-- Исходный текст --
>>>
Было ли все именно так, как рассказывал Гумилев или «погружаясь в свое прошлое» он слегка разукрасил и исказил его — я не знаю.
В тот зимний полдень в Таврическом саду Гумилев подробно рассказал мне историю своего сватовства и женитьбы. И так же подробно историю своего развода.
Вторая жена Гумилева, Аня Энгельгардт, дочь нововременского публициста и петербург-ского профессора, читавшего и у нас и в «Живом Слове» лекции по китайской поэзии, была прелестна.
Злые языки пустили слух, что она не дочь профессора Энгельгардта, а Бальмонта. Ее мать была разведеная жена Бальмонта.
Гумилев верил этому слуху и не без гордости заявлял: — Моя Леночка не только дочь, но и внучка поэта. Поэзия у нее в крови. Она с первого дня рождения кричала ритмически. Конечно, она будет поэтом.
Не знаю, стала ли Леночка поэтом. Ни о ней, ни о ее матери, Ане Энгельгардт (ее, несмотря на то, что она вышла замуж за Гумилева, в литературных кругах продолжали называть Аня Энгельгардт) — я за все годы эмиграции ничего не слыхала.
Леночка была некрасивым ребенком, вылитым портретом своего отца — косоглазая, с большим, плоским лбом и длинным носом. Казалось невероятным, что у такой прелестной матери такая дочь.
Впрочем, некрасивые девочки часто вырастая становятся красивыми. И наоборот. Надеюсь, что и Леночка стала красивой.
— Когда я без предупреждения — рассказывал Гумилев — явился на квартиру профессора Энгельгардта, Аня была дома. Она, как всегда, очень мне обрадовалась. Я тут же, не тратя лишних слов, объявил ей о своем намерении жениться на ней. И как можно скорее!
Она всплеснула руками, упала на колени и заплакала. — Нет. Я не достойна такого счастья!
<<<
-- Исходные данные --
>>>
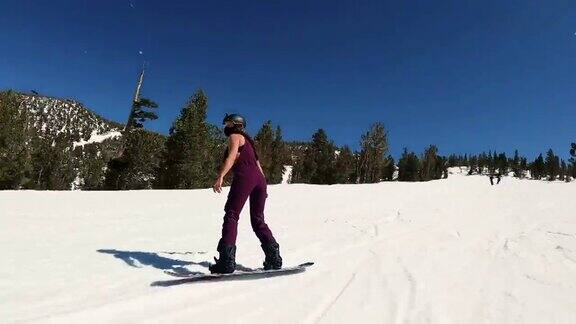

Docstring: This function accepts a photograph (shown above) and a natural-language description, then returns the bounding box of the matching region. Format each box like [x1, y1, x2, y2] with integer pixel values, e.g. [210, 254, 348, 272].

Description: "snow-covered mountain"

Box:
[22, 94, 122, 145]
[0, 169, 576, 324]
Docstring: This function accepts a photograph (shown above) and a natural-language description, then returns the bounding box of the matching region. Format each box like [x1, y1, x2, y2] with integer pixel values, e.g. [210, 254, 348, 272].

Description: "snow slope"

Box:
[0, 174, 576, 323]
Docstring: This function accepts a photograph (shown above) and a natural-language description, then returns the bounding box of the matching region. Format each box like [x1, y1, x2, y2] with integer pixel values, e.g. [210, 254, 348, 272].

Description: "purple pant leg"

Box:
[218, 180, 252, 250]
[250, 179, 276, 244]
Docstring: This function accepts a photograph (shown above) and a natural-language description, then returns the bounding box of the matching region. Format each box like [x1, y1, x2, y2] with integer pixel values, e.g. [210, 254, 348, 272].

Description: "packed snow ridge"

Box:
[73, 131, 122, 148]
[0, 169, 576, 324]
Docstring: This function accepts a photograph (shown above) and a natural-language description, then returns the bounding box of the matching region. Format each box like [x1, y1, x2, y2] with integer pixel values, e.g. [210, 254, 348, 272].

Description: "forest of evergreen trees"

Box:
[0, 90, 576, 190]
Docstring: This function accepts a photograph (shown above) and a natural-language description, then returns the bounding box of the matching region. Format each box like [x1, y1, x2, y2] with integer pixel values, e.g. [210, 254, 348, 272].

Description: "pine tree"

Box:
[159, 90, 225, 189]
[398, 148, 420, 181]
[359, 123, 388, 183]
[420, 145, 444, 181]
[511, 150, 524, 178]
[292, 129, 336, 184]
[268, 126, 288, 184]
[254, 120, 274, 180]
[545, 149, 560, 181]
[382, 155, 396, 181]
[254, 121, 286, 184]
[334, 146, 356, 183]
[530, 154, 546, 180]
[0, 91, 30, 189]
[494, 152, 508, 175]
[104, 129, 164, 190]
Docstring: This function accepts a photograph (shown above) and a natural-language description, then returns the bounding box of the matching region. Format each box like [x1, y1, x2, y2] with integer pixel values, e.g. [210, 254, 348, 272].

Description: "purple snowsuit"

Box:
[218, 137, 276, 251]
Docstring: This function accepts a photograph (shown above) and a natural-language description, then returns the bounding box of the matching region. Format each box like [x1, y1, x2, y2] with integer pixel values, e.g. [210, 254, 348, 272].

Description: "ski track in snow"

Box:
[0, 174, 576, 323]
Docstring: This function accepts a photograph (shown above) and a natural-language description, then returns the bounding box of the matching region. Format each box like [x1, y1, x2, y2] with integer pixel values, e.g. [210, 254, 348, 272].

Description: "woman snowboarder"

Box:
[210, 114, 282, 273]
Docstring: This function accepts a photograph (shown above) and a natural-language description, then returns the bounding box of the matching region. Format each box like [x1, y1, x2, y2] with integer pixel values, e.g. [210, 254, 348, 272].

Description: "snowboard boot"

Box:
[262, 242, 282, 270]
[208, 245, 236, 273]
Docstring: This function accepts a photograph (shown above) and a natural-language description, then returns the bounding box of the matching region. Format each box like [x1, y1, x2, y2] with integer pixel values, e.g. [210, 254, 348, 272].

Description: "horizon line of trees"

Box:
[0, 90, 576, 190]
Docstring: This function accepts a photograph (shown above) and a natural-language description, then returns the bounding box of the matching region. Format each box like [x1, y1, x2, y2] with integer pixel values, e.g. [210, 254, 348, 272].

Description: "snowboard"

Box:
[151, 262, 314, 287]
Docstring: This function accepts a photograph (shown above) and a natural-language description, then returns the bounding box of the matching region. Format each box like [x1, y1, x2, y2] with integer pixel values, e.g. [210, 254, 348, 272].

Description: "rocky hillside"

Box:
[9, 93, 165, 190]
[22, 94, 123, 146]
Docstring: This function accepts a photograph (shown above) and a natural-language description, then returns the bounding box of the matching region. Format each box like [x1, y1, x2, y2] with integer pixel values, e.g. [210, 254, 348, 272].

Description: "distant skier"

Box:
[490, 173, 502, 186]
[210, 114, 282, 273]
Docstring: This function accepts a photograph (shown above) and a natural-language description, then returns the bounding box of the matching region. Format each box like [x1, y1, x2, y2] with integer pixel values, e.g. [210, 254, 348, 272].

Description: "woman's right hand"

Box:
[212, 177, 224, 193]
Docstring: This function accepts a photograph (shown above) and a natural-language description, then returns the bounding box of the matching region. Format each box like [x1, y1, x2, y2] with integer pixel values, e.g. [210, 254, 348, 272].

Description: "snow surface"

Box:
[0, 174, 576, 323]
[74, 130, 122, 148]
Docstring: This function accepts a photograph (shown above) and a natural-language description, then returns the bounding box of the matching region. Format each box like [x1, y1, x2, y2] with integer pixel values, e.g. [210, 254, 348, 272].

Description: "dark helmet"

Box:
[222, 114, 246, 128]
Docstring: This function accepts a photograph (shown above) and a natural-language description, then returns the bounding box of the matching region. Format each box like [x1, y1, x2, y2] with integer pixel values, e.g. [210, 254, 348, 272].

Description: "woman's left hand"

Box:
[212, 177, 224, 193]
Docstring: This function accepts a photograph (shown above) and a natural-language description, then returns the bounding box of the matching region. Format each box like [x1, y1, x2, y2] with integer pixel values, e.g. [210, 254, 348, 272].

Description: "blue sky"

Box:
[0, 0, 576, 159]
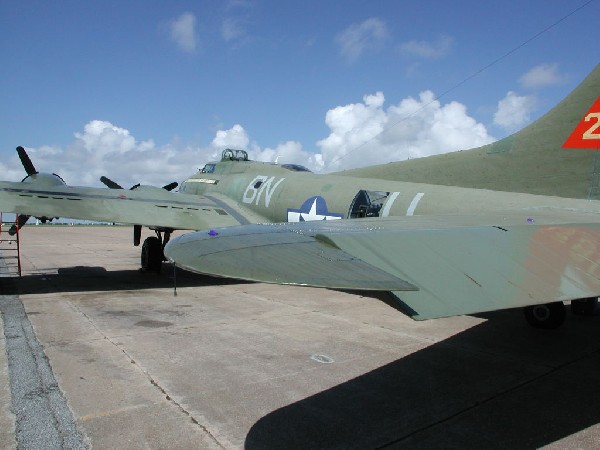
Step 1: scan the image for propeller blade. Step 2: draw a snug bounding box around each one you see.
[8,214,29,236]
[100,175,123,189]
[133,225,142,247]
[163,181,179,191]
[17,145,38,175]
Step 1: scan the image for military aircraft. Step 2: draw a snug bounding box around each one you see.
[0,66,600,328]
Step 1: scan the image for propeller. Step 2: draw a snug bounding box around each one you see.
[100,175,179,247]
[8,145,39,236]
[17,145,39,176]
[100,175,123,189]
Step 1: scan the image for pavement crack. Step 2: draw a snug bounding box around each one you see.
[71,303,226,449]
[0,281,88,449]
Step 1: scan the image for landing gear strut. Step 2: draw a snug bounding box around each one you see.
[523,302,567,329]
[138,230,172,273]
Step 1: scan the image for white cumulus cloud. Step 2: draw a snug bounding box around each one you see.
[494,91,536,131]
[169,12,198,53]
[5,91,494,188]
[317,91,494,170]
[335,17,389,63]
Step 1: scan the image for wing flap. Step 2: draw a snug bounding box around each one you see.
[330,225,600,320]
[166,214,600,320]
[165,226,416,291]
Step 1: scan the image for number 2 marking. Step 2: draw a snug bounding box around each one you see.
[581,113,600,139]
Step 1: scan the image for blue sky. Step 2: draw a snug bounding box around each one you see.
[0,0,600,185]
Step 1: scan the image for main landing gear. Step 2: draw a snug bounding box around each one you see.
[138,230,172,273]
[523,297,598,329]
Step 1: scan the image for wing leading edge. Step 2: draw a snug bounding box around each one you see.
[165,213,600,320]
[0,182,246,230]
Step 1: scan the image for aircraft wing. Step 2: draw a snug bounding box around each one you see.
[0,182,248,230]
[165,211,600,320]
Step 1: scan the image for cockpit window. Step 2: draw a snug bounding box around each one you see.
[281,164,310,172]
[201,164,215,173]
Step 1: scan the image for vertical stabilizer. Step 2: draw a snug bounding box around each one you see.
[344,64,600,199]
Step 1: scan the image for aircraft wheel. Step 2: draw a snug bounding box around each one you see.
[523,302,567,330]
[571,297,598,316]
[142,236,163,272]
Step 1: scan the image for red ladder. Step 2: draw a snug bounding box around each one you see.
[0,212,21,276]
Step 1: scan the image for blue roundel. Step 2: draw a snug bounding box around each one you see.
[287,195,344,222]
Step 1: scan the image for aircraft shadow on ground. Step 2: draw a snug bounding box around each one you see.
[0,263,248,295]
[245,310,600,450]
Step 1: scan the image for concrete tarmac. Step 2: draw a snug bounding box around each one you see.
[0,226,600,449]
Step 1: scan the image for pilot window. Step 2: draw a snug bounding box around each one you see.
[348,190,390,219]
[281,164,310,172]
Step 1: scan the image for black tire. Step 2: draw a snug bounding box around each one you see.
[523,302,567,330]
[141,236,163,272]
[571,297,598,316]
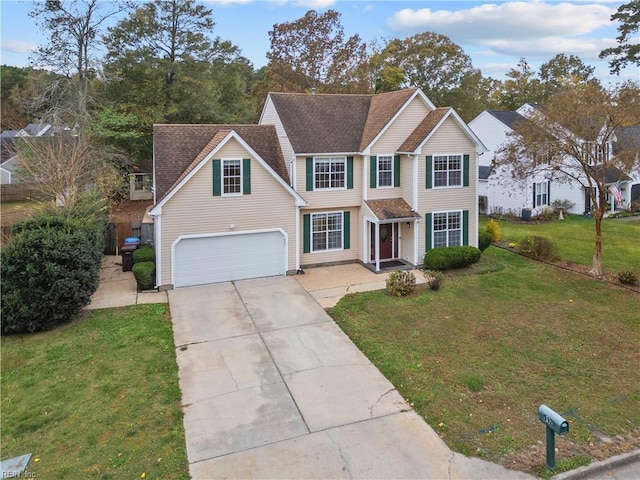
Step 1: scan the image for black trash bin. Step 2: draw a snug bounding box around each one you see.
[120,244,138,272]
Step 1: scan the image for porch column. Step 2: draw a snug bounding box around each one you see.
[375,222,380,272]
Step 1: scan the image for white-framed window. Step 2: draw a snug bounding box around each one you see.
[378,155,393,188]
[533,182,549,208]
[311,212,344,252]
[222,159,242,195]
[433,155,463,187]
[433,211,462,248]
[313,157,347,190]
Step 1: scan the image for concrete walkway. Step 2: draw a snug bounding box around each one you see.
[84,255,168,310]
[169,276,533,479]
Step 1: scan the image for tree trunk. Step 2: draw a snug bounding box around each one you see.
[589,207,604,278]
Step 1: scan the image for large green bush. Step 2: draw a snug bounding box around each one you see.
[0,202,106,334]
[132,262,156,290]
[133,245,156,263]
[424,246,481,270]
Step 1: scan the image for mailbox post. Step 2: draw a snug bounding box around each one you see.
[538,405,569,470]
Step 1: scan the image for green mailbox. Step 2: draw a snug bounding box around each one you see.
[538,405,569,470]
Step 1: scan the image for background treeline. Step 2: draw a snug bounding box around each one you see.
[1,0,633,171]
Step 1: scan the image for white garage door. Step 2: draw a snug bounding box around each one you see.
[173,232,286,287]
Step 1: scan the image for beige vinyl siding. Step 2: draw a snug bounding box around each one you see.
[296,155,363,210]
[300,208,362,267]
[400,155,424,208]
[418,118,478,257]
[160,140,296,285]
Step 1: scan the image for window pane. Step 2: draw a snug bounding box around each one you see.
[311,212,342,251]
[222,160,242,193]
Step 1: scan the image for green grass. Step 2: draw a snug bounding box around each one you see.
[1,304,189,479]
[480,215,640,277]
[330,247,640,472]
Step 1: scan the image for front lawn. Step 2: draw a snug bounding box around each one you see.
[480,215,640,278]
[1,304,189,479]
[330,247,640,474]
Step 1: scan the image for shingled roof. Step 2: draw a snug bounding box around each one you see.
[153,124,289,201]
[269,88,417,153]
[398,107,451,152]
[487,110,529,130]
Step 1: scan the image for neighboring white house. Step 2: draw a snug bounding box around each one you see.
[469,104,640,216]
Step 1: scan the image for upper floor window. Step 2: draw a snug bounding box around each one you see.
[378,155,393,187]
[313,157,347,190]
[533,182,549,208]
[222,159,242,195]
[433,155,462,187]
[433,212,462,248]
[584,142,611,165]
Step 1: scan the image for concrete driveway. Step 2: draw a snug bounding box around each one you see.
[169,277,533,479]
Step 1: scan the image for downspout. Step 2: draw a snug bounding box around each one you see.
[296,205,302,273]
[411,154,422,265]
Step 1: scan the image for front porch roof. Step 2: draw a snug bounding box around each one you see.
[365,198,422,221]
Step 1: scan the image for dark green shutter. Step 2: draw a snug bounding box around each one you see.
[342,212,351,250]
[307,157,313,192]
[462,210,469,245]
[547,181,551,205]
[462,155,469,187]
[211,160,222,197]
[369,155,378,188]
[302,213,311,253]
[242,158,251,195]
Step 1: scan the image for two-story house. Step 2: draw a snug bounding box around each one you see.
[150,88,485,288]
[469,104,640,216]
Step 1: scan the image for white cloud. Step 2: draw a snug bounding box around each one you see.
[2,39,38,53]
[387,1,616,44]
[293,0,336,10]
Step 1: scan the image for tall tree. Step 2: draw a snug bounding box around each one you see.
[104,0,253,128]
[29,0,122,123]
[16,126,122,210]
[498,58,543,110]
[494,82,640,276]
[376,32,474,106]
[540,53,597,99]
[600,0,640,75]
[267,10,370,93]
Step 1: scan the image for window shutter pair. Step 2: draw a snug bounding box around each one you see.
[302,212,351,253]
[369,155,400,188]
[424,210,469,252]
[212,158,251,197]
[305,157,353,192]
[426,155,469,188]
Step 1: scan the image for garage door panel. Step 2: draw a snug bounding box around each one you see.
[174,232,286,287]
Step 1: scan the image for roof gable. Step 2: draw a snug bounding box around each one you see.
[153,124,289,201]
[269,88,428,154]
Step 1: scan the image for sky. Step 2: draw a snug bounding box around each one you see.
[0,0,640,85]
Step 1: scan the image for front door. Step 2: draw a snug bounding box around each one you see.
[371,223,398,262]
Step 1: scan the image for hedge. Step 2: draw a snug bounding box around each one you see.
[424,246,481,270]
[0,213,106,334]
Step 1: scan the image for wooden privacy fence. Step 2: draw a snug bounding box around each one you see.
[104,223,153,255]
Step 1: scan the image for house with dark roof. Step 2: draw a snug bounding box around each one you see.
[150,88,485,288]
[469,104,640,216]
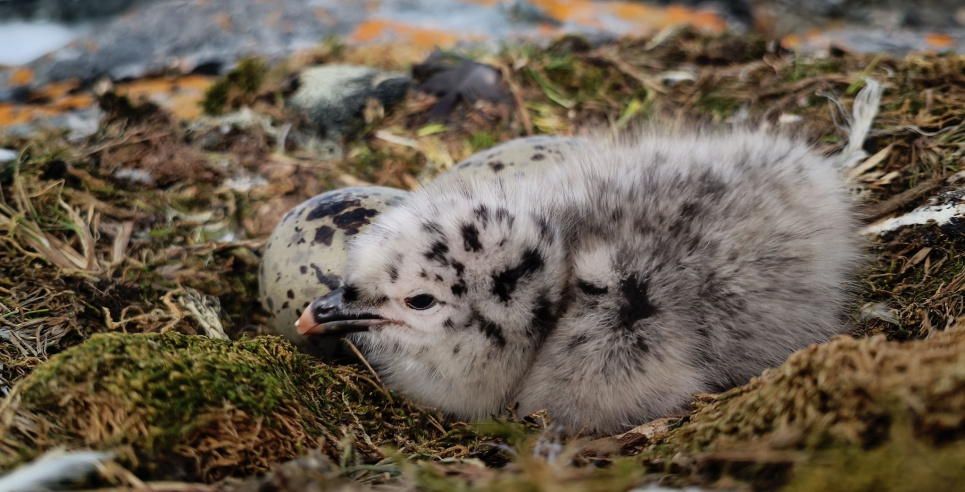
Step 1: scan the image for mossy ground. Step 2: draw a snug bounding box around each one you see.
[0,30,965,490]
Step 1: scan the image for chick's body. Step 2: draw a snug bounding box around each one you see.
[303,131,859,433]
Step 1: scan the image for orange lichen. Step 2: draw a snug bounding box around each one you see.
[10,68,34,86]
[350,19,466,49]
[925,33,955,48]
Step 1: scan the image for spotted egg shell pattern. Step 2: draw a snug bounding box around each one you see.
[258,136,580,355]
[446,135,581,180]
[258,186,408,352]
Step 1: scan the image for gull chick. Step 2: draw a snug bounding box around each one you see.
[297,130,860,434]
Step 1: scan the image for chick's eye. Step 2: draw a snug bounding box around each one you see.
[405,294,436,311]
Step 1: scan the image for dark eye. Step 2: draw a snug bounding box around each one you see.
[405,294,436,311]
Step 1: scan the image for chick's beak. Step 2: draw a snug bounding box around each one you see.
[295,287,389,335]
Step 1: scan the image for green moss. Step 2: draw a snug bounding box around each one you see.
[469,131,497,153]
[9,333,477,480]
[201,58,268,114]
[697,91,741,121]
[782,427,965,492]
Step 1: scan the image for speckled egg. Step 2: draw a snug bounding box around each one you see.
[446,135,582,179]
[258,186,408,355]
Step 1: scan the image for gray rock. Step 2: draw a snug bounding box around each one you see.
[290,65,412,132]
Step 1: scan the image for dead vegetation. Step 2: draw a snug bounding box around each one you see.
[0,30,965,491]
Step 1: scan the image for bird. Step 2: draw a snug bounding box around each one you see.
[296,127,862,435]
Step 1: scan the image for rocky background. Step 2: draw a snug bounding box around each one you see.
[0,0,965,491]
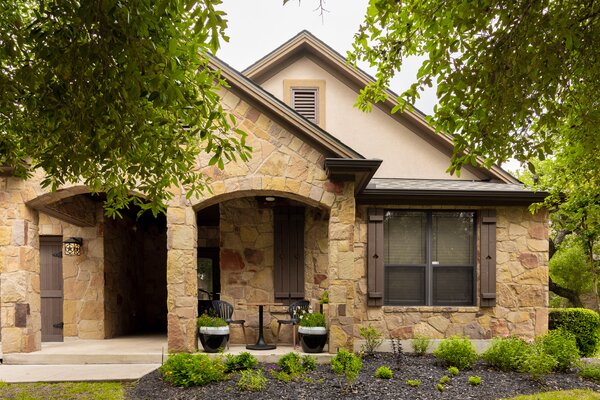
<<<
-- Задания --
[A] Объясните по отрывку о Гумилеве, почему он называл Леночку не только дочерью, но и внучкой поэта.
[B] Продолжите отрывок о Гумилеве после последней приведенной в нем фразы.

-- Ответы --
[A] Гумилев верил слуху, что Аня Энгельгардт — дочь не профессора Энгельгардта, а Бальмонта, ведь ее мать была разведенной женой Бальмонта. Поэтому он считал Леночку еще и внучкой поэта.

[B]
— А счастье оказалось липовое. — Гумилев скорчил презрительную гримасу — хорошо, нечего сказать, счастье! Аня сидит в Бежецке с Леночкой и Левушкой, свекровью и старой теткой. Скука невообразимая, непролазная. Днем еще ничего. Аня возится с Леночкой, играет с Левушкой — он умный, славный мальчик. Но вечером тоска — хоть на луну вой от тоски. Втроем перед печкой — две старухи и Аня. Они обе шьют себе саваны, — на всякий случай все подготовляют к собственным похоронам. Очень нарядные саваны с мережкой и мелкими складочками. Примеряют их — удобно ли в них лежать? Не жмет-ли где? И разговоры, конечно, соответствующие. А Аня вежливо слушает или читает сказки Андерсена. Всегда одни и те же. И плачет по ночам. Единственное развлечение — мой приезд. Но ведь я езжу в Бежецк раз в два месяца, а то и того реже. И не дольше, чем на три дня. Больше не выдерживаю. Аня в каждом письме умоляет взять ее к себе в Петербург. Но и здесь ей будет не сладко. Я привык к холостой жизни…
Он вздыхает. — Конечно нехорошо обижать Аню. Она такая беззащитная, совсем ребенок. Когда-то я мечтал о жене — веселой птице-певунье. А на деле и с птицами-певуньями ничего не выходит — и вдруг, переменив тон: — Никогда не выходите замуж за поэта — помните — никогда!
Поздняя осень 1920 года. На улице холодно и темно. А здесь в Доме Литераторов тепло и светло. Совсем особенно, по-дореволюционному тепло и светло. Электричество ярко сияет круглые сутки напролет, а не гаснет в восемь часов вечера на всю ночь. И тепло здесь ровное, мягкое, ласковое — тепло центрального отопления, не то что палящий жар «буржуек», дышащих льдом, как только их перестают топить.